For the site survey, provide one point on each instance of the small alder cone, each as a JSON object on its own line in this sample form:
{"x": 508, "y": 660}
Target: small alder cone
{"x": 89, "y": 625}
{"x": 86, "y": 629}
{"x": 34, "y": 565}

● Aim
Could you duplicate the data above line for line, with no changes?

● Answer in full
For the site survey, provide one point on each instance of the small alder cone, each as a JSON object on its own line in this sample form:
{"x": 508, "y": 660}
Target: small alder cone
{"x": 89, "y": 625}
{"x": 86, "y": 629}
{"x": 34, "y": 565}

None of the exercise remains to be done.